▶ **ЗАДАНИЯ**
1: Согласуются ли с отрывком о Муре и Изе в Ташкенте следующие утверждения? Ответьте на каждое «да» или «нет» и приведите решающие слова отрывка точной цитатой.
(а) Изя с самого начала хорошо знал, как делается газета.
(б) Многотиражка Изи заняла первое место в республике.
(в) Кража глубоко шокировала Изю.
2: Допишите продолжение отрывка о Муре и Изе в Ташкенте, начав сразу после его последней фразы.

▶ **ТЕКСТ ДОКУМЕНТА**
С Муром они познакомились у Лидии Григорьевны Бать, которая жила с Дейчем, и Изя к ним бегал узнавать, что такое «макет» газеты и верстка полос: он не имел ни малейшего представления о том, как делается газета, и, собрав в цехах материал, не знал, что с ним делать. Но постепенно он так вовлекся в работу и так наловчился, что многотиражка его заняла первое место в республике.
Надо отдать Муру справедливость: в людях он все же умел разбираться! Изя, кажется, был единственным в Ташкенте, к кому он пришел со своей бедой. Ему срочно нужна была какая-то сумма, чтобы добавить к тем деньгам, которые были у него, и заплатить хозяйке. Изя только что получил зарплату и одолжил ему. Изя мне говорил, что кража эта его не удивила и вовсе не шокировала: все вокруг тащили, начиная с высокого начальства, которому все сходило с рук, и кончая мальчишками и девчонками, работавшими в сборочном цехе. Каждый день кто-то попадался в проходной, пытаясь вынести пузырек спирта, а спирт был все: и хлеб, и топливо, и одежда!..

▶ **НАБОР ДАННЫХ**

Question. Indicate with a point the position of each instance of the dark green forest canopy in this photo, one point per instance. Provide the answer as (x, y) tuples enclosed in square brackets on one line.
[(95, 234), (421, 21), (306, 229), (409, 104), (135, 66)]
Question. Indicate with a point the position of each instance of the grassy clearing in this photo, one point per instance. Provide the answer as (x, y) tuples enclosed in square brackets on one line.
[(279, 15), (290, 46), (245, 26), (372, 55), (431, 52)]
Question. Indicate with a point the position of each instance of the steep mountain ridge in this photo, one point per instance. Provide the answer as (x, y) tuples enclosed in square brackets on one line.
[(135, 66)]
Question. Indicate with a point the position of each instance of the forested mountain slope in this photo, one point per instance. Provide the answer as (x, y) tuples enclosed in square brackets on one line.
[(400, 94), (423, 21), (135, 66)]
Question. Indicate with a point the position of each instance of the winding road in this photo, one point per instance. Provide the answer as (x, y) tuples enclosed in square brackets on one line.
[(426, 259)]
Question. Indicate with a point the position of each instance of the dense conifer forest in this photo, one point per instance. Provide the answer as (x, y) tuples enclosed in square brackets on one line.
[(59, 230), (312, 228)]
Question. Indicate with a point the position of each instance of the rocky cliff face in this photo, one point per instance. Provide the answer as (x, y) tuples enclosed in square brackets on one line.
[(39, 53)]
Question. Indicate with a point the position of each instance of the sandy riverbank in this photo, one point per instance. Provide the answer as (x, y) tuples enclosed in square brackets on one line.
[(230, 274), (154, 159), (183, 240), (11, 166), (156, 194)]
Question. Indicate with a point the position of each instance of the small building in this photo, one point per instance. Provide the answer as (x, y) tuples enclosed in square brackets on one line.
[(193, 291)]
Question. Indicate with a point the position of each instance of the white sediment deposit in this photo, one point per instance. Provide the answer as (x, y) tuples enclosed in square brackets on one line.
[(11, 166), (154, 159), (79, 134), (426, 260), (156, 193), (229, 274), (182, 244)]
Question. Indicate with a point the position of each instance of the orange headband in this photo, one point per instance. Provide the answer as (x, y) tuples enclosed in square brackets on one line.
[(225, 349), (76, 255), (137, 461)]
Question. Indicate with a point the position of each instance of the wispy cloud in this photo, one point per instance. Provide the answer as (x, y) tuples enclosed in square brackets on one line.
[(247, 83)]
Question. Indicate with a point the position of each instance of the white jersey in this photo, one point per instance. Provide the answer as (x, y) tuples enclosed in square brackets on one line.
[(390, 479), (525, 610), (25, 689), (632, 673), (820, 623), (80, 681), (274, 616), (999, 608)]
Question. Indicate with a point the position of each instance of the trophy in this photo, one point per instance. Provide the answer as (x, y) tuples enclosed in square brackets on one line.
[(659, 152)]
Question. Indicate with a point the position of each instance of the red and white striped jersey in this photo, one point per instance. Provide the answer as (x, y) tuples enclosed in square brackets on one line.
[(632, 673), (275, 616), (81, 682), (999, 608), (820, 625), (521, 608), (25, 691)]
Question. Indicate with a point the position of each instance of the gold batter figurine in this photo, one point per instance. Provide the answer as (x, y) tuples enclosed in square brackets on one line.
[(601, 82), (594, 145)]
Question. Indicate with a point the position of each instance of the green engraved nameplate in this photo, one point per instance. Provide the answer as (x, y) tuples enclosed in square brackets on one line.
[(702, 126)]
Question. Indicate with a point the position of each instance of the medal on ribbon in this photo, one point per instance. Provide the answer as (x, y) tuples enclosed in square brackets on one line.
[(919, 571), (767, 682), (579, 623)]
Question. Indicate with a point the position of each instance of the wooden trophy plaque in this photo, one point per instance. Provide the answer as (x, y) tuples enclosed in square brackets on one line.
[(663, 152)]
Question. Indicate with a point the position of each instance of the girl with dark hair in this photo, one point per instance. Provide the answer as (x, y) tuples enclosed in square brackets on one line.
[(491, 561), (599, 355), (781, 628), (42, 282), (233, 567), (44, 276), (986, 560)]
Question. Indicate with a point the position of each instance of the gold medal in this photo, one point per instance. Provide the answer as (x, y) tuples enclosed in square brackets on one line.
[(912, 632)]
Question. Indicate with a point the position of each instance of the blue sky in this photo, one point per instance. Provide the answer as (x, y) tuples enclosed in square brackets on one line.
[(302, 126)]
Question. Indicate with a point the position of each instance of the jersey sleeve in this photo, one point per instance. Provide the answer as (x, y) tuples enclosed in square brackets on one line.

▶ **ОТВЕТЫ**
1:
(а) Нет: «он не имел ни малейшего представления о том, как делается газета».
(б) Да: «многотиражка его заняла первое место в республике».
(в) Нет: «кража эта его не удивила и вовсе не шокировала».

2:
Когда мы с Изей однажды разговорились о Муре и я стала записывать, он меня остановил:
– Зачем ты записываешь, я обязательно напишу о Муре и дам тебе, и ты вставишь в свою книгу…
И разговор перескочил на другое, а потом Изя стал мне читать свои воспоминания о Платонове. Он не был «уходящей натурой», и мне не надо было торопиться… Прощаясь со мной, он сказал:
– Не пропадай, у тебя привычка пропадать на год, на два, надо чаще встречаться! Нас осталось уже совсем немного, наше поколение слишком рано уходит…
Пропала не я – пропал он. Он умер внезапно, от разрыва сердца… Написать о Муре он так и не успел. Мы тогда обсуждали с ним – упоминать мне об этой истории со старухой или нет? Не хотелось упоминать, но все есть в письмах и в Дневнике, а кому в руки попадут эти документы в двадцать первом веке, когда откроют архив?
[145] И сколько сейчас ходит слухов, всяких небылиц о Муре, и сколько еще прибавится! И сумеет ли тот, из грядущего века, понять, как соблазнительно и раздражающе пахли те горячие лепешки и как всегда хотелось есть!..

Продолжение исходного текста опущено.